## Twoje zadanie
Kontynuuj wywiad o turystyce w Tajlandii, zaczynając zaraz po jego ostatnim zdaniu.

Tajlandia stawia na klejnoty

 

All Inclusive: W ubiegłym roku w Polsce hitem był program Azja Express, w którym gwiazdy podróżowały po Kambodży, Wietnamie, Laosie i Tajlandii. Jednak niewielu widzów dobrze rozróżniało te kraje, ich kulturę  i zabytki, traktując je raczej całościowo jako „Azję”niż poszczególne destynacje. Czym chce wyróżniać się Tajlandia na tle swoich konkurentów w regionie?

 

Pataraporn Sithivanich: Nie chciałabym mówić, że konkurujemy z naszymi sąsiadami. Świadczą o tym chociażby targi turystyczne, na których jesteśmy, już samą swoją nazwą – Thailand Travel Mart Plus, Amazing Gateway to the Greater Mekong Sub-Region (Kraje Regionu Mekongu –związek regionów wokół doliny Mekongu na terenie Tajlandii, Kambodży, Laosu, Birmy, Chin i Wietnamu –red.).

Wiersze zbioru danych
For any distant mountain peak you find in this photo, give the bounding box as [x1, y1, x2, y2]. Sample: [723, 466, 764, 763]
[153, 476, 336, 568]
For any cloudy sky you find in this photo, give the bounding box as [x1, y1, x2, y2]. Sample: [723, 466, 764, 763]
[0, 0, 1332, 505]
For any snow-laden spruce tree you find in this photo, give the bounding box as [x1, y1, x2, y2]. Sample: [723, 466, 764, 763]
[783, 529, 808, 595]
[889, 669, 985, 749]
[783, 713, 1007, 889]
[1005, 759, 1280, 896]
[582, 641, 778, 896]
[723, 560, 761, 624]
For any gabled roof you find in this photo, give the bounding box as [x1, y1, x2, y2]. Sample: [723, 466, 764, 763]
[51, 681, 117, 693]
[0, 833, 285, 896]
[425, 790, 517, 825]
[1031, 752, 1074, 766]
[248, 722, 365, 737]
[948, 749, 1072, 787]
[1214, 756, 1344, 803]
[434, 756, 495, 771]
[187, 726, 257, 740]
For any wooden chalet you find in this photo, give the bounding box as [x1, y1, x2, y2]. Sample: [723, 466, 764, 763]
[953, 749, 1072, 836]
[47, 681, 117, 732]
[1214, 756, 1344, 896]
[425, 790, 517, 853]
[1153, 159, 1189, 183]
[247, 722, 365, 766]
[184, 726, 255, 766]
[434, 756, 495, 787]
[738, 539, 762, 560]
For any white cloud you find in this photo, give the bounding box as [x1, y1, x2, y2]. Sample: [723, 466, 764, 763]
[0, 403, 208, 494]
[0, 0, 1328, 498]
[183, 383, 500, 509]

## Odpowiedź
Staramy się ze sobą współpracować i nawzajem dopełniać. Każdy z naszych krajów ma inne walory, odmienną kulturę, historię i zabytki. Tajlandia jest w tym sensie wyjątkowa, że w swojej historii nigdy nie podlegała nikomu obcemu, dlatego jej dziedzictwo jest szczególne. Chcemy, by turyści, którzy odwiedzają nasz region podróżowali po Tajlandii, ale odwiedzali także naszych sąsiadów, żeby samemu przekonać się, co nas łączy i jakie są między nami różnice. Naszą ideą jest promowanie Greater Mekong Sub-Region jako całości, jako regionu świata do którego warto przyjechać. A Bangkok i Tajlandia stanowią do niego doskonałą bazę wypadową.

 

All Inclusive: Mimo wszystko musicie jako przedstawicielstwo turystyczne promować się w określony, wyróżniający was sposób. Jakie są wasze cele marketingowe na najbliższy czas?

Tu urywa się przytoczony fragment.